Supplied information START
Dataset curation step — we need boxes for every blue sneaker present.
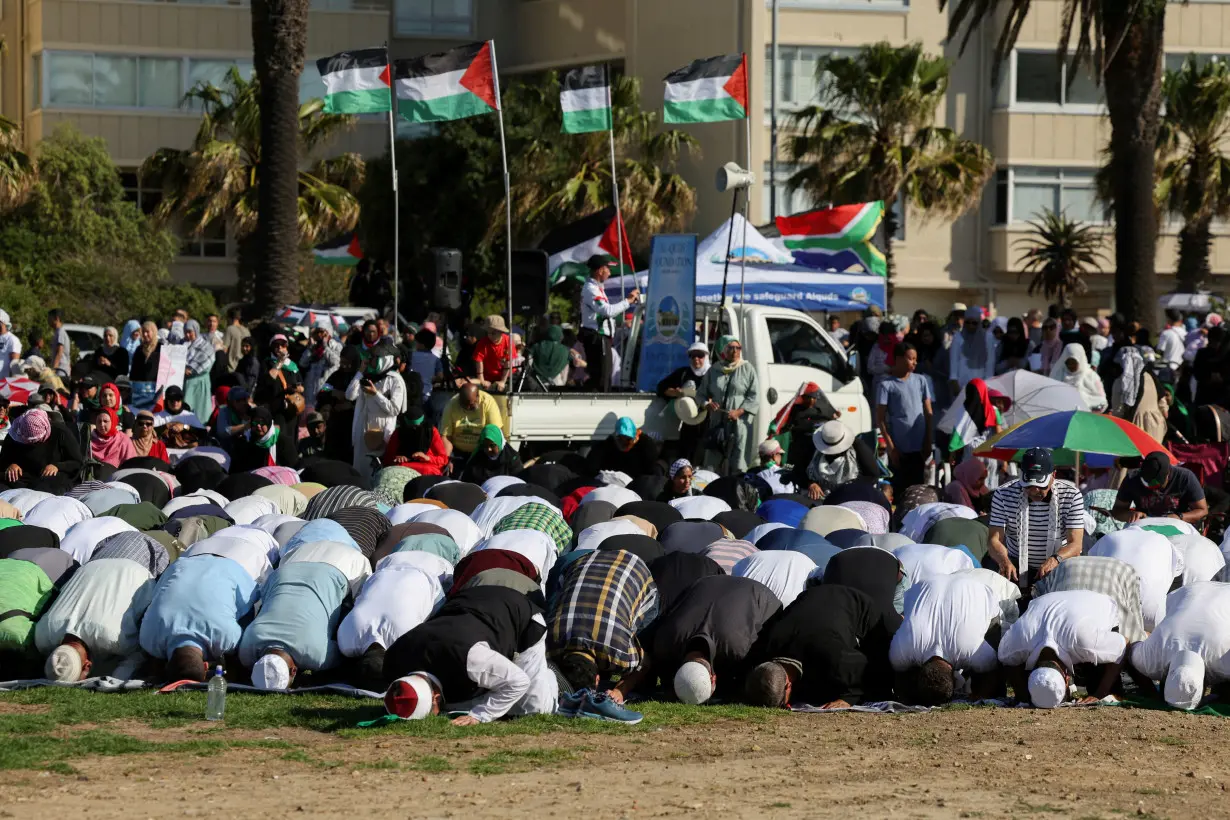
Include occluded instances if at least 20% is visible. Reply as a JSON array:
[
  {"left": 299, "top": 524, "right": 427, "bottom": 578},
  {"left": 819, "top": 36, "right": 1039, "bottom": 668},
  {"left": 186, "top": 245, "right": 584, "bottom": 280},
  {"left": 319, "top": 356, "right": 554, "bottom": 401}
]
[
  {"left": 557, "top": 689, "right": 587, "bottom": 717},
  {"left": 578, "top": 691, "right": 643, "bottom": 724}
]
Supplied information END
### Work task
Retype all of the entries exactly as written, leaving out any images.

### Your solution
Dataset curation step — we need boxes for every blue sneaker present.
Include occluded instances if at least 20% is visible. Reply as a JSON array:
[
  {"left": 299, "top": 524, "right": 427, "bottom": 578},
  {"left": 819, "top": 36, "right": 1039, "bottom": 668},
  {"left": 186, "top": 245, "right": 584, "bottom": 280},
  {"left": 319, "top": 356, "right": 554, "bottom": 401}
]
[
  {"left": 557, "top": 689, "right": 587, "bottom": 717},
  {"left": 578, "top": 691, "right": 643, "bottom": 724}
]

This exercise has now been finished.